• CHALLENGE
Report each line in the records below that contains the string "suit" by copying the whole line, and treat uppercase and lowercase letters as different.

[Location labeling records]
· · ·

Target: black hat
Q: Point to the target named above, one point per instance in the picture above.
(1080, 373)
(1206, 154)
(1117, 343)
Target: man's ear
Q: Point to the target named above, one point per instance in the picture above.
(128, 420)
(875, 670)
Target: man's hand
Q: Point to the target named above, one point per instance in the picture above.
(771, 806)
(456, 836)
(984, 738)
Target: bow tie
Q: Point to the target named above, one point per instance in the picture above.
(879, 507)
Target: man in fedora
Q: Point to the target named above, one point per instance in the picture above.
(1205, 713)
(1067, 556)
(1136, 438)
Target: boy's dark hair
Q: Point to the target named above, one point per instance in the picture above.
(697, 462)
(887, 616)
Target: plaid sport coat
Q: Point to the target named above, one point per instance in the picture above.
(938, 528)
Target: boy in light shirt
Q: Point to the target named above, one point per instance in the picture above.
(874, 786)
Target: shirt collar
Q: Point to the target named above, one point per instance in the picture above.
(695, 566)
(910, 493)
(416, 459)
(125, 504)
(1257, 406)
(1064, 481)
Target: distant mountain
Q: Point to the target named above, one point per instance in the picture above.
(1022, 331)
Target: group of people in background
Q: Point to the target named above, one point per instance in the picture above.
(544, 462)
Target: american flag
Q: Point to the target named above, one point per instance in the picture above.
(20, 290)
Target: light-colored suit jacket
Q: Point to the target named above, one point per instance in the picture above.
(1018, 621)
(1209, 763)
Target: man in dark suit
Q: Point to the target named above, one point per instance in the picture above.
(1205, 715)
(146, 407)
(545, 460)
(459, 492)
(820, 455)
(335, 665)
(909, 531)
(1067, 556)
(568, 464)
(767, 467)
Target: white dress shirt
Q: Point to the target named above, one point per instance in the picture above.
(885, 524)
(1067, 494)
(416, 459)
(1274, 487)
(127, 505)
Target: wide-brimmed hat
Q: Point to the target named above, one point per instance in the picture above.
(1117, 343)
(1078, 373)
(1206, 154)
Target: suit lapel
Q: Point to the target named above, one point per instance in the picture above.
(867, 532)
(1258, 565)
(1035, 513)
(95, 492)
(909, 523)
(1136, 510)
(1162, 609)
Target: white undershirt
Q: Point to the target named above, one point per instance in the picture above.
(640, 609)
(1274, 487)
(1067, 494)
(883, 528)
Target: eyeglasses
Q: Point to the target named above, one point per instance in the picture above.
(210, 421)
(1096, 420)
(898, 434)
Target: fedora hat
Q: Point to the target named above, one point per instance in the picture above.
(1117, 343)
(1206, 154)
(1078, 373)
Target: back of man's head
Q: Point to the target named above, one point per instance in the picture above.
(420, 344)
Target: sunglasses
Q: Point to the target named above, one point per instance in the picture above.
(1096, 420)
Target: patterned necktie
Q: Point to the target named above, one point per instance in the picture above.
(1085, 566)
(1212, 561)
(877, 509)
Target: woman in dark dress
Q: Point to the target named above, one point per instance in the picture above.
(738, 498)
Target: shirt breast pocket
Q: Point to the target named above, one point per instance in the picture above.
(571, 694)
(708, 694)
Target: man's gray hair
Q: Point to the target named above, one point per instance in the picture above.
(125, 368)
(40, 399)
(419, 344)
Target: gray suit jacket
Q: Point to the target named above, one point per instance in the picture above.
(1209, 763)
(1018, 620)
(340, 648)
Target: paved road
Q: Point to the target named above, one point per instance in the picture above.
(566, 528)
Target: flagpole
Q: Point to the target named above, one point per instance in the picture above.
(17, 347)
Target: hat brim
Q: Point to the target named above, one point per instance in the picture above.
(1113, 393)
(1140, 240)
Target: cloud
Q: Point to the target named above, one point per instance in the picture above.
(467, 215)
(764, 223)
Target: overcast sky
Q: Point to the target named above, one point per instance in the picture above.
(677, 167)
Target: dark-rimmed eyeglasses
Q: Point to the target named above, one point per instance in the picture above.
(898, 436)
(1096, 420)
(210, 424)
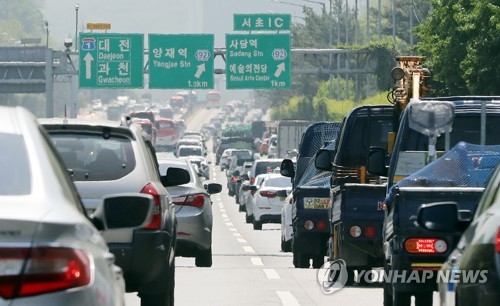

· · ·

• OUTPUT FOR THIS EXERCISE
Target: light-colored suit jacket
Target: man in dark suit
Target: suit lapel
Target: gray suit jacket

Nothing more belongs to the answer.